[Dataset entries]
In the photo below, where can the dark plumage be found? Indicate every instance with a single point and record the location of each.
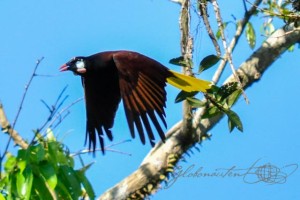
(140, 82)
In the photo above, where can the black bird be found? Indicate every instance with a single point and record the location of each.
(139, 80)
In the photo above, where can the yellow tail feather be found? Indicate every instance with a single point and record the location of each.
(188, 83)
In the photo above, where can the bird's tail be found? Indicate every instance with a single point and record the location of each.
(188, 83)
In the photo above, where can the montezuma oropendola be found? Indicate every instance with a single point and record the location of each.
(139, 80)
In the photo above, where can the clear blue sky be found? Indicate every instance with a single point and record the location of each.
(64, 29)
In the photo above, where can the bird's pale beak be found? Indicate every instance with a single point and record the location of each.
(64, 68)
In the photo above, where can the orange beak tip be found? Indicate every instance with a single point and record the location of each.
(63, 68)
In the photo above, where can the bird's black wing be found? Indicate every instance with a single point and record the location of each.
(102, 97)
(142, 85)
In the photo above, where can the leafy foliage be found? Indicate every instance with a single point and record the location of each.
(208, 62)
(44, 171)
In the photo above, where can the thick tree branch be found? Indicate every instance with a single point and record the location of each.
(240, 29)
(153, 169)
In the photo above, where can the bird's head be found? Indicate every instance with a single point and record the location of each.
(78, 65)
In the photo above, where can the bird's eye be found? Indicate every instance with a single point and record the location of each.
(80, 64)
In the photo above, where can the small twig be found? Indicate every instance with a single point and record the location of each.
(58, 115)
(4, 123)
(26, 89)
(21, 106)
(107, 148)
(47, 75)
(204, 15)
(54, 108)
(228, 54)
(240, 29)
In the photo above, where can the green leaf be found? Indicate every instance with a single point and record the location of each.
(195, 103)
(211, 112)
(181, 62)
(48, 172)
(86, 184)
(233, 97)
(68, 176)
(218, 34)
(10, 163)
(40, 189)
(28, 175)
(208, 62)
(234, 121)
(226, 90)
(291, 48)
(182, 95)
(250, 35)
(1, 197)
(50, 135)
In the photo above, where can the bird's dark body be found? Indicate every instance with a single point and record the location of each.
(135, 78)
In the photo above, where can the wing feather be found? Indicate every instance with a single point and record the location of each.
(142, 87)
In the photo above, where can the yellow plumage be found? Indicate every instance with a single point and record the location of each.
(188, 83)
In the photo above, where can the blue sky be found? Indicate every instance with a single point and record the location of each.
(64, 29)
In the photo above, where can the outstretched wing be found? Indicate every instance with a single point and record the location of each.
(102, 97)
(142, 83)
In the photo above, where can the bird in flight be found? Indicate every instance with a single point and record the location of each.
(138, 80)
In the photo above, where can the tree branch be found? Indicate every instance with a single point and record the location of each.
(6, 128)
(154, 168)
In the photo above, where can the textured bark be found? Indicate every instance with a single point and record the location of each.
(156, 164)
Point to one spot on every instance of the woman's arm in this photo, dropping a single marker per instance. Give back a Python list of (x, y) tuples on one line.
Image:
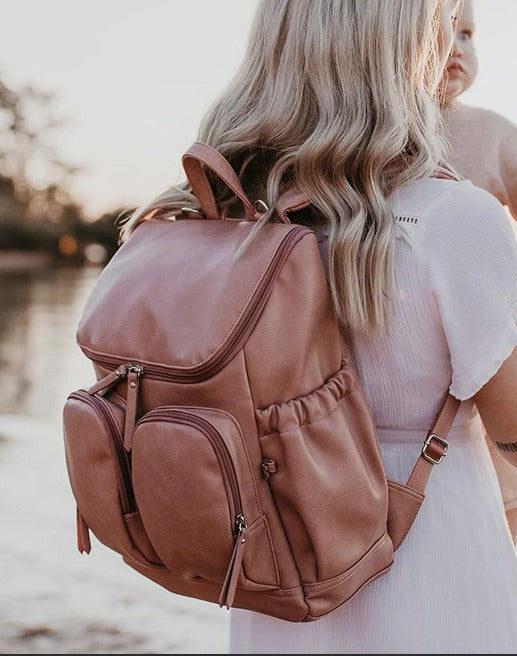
[(497, 405), (508, 164)]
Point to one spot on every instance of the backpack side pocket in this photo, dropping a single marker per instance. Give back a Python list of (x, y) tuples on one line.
[(323, 465), (99, 470)]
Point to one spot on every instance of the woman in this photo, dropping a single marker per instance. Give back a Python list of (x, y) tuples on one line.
[(485, 143), (339, 95)]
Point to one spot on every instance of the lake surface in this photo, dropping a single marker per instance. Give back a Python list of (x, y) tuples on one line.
[(52, 599)]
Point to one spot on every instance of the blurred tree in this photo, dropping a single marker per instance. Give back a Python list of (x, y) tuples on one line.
[(43, 216), (28, 121)]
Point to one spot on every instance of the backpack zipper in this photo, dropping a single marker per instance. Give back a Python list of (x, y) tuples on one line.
[(224, 458), (123, 472)]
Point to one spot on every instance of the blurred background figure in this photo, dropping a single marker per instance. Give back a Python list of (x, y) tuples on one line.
[(483, 142), (484, 150)]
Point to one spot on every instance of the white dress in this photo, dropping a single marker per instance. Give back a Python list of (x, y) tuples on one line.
[(453, 585)]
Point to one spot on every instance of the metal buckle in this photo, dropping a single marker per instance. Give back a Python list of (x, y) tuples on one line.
[(427, 442)]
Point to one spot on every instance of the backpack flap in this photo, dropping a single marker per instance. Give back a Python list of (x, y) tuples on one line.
[(138, 311)]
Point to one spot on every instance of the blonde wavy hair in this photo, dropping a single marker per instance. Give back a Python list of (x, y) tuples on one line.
[(339, 96)]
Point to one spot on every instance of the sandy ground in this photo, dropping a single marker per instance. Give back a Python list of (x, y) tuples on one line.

=== WHAT IS NEEDED ===
Retype all of these lines exactly, leaving the pictures out of your answer.

=== FINISHED ANSWER ===
In the photo below, where can the dark plumage be found? Indicate every instance with a single point and record the location of each.
(140, 82)
In the photo above, where can the black bird be found? Indicate every instance with a single point and record the location of each.
(139, 80)
In the photo above, where can the yellow tail feather be found? Indicate every instance with a single point and record the location of each.
(188, 83)
In the photo above, where can the bird's tail be found? Indicate every instance with a single point and record the location of each.
(188, 83)
In the photo above, where can the montezuma oropendola be found? Indicate every instance with a single point and record the location of each.
(139, 80)
In the photo above, where can the clear blue sky be found? Indicate every instance with a single point and record the location of each.
(64, 29)
In the photo above, where can the bird's pale beak be found? Indicate every instance with a single point and record the location of each.
(64, 68)
In the photo above, where can the orange beak tip be found? Indicate every instance with a single point and record the location of each.
(63, 68)
In the photo above, where can the bird's black wing be found? Indicate every instance with a single point and record the location of each.
(102, 97)
(142, 85)
In the photo above, where can the leafy foliage be found? Indicate every instance with a single point and record the location of each.
(208, 62)
(44, 171)
In the photo above, where can the thick tree branch be found? Indicate every instance with a single point and record the location of each.
(240, 29)
(153, 169)
In the photo above, where can the bird's head be found? Indicate every instance with a single point and record the location of each.
(78, 65)
In the photo above, where can the bird's eye be found? Indicate every instance with a single point and record the location of each.
(80, 64)
In the photo above, where can the small twig be found? Indicate every instance with a single point and record the location of each.
(58, 115)
(4, 123)
(26, 89)
(21, 106)
(107, 148)
(47, 75)
(204, 15)
(54, 108)
(228, 54)
(240, 29)
In the photo above, where can the green leaf be found? Indicate every instance with a single point and record the location of each.
(195, 103)
(211, 112)
(181, 62)
(48, 172)
(86, 184)
(233, 97)
(68, 176)
(218, 34)
(10, 163)
(40, 189)
(28, 175)
(208, 62)
(234, 121)
(226, 90)
(291, 48)
(182, 95)
(250, 35)
(1, 197)
(50, 135)
In the photo above, where can the bird's dark body be found? Indicate every instance with a single point and record the location of each.
(135, 78)
In the photo above, where can the wing feather be found? Indicate every instance with a single point and record the location of each.
(142, 87)
In the photo above, where can the yellow plumage be found? Indicate every instance with a single point and record the location of each.
(188, 83)
In the photo above, where can the blue sky be found? Indicate every instance with a single point and record the location of each.
(64, 29)
In the photo above, where can the outstretched wing be found? Indicate every instance with a single point and record the location of each.
(102, 97)
(142, 83)
In the photo above, where can the bird in flight be found? Indicate every instance with a single point and record the location of each.
(138, 80)
In the photo above, where can the tree branch be found? Indicate every instance with a single point and record the location of each.
(6, 128)
(154, 168)
In the photo above, where can the textured bark be found? Indicate every instance with a single point and record the location of each.
(156, 164)
Point to one spot on every instance of the woman's arm in this photo, dropping a single marker per instance. Give back a Python list of (x, y) tuples on one line.
Image:
[(497, 405), (508, 164)]
Point to one spot on every instance of the backpack side pocket in this photo, dropping a single marker per instance. Give back a Python list of (x, y) tuples on one line.
[(323, 465), (99, 470)]
Point to one spot on every instance of the woman in this photo, dropping a single marker per instance. Give back a Python list of (x, y) tuples on one line.
[(485, 143), (339, 95)]
Point to one spot on every instance of the lake surface in this photo, dropping a single marker per instance. Give back a Python list of (x, y) tuples on one line.
[(52, 599)]
Point to one spot on every instance of the blurred tree in this photo, dropping a single marker per instance. Give back a Python list of (x, y) tuples on one line.
[(43, 216), (28, 121)]
Point to one spot on every instance of the backpack zipper in this photo, dropping a single marker per instance. Give back a Python list of (x, y) tuples on one line.
[(224, 458), (123, 472)]
Point to one spot on every instance of the blurred background figure in this photo, dropping a single marker per instance. Give back a Python list of (x, y) tuples on one line.
[(483, 142), (484, 150)]
Point to one spot on every instance of the white dress in this photo, dropping a single marker per instance. Give back a Python list of (x, y) tuples on one line.
[(453, 585)]
Point to one spot on every instance of the metal buckle in this photo, dropping a single marker per instance. Give back a Python list of (x, y) tuples on one line.
[(427, 442)]
Point to one spot on every instance of the backpack flap in this photo, dropping a single marker per instance. Give back a Python list of (x, y) tuples on one line.
[(138, 311)]
Point to one spot on every instance of the blonde wavy hair in this photo, dropping a single marker per instance. Give back a Python list of (x, y) tuples on one line.
[(339, 96)]
Point to one spot on every instance of the sandy ground in this photo, dropping a single marker per instance. Give back a Python list of (x, y) tuples on one line.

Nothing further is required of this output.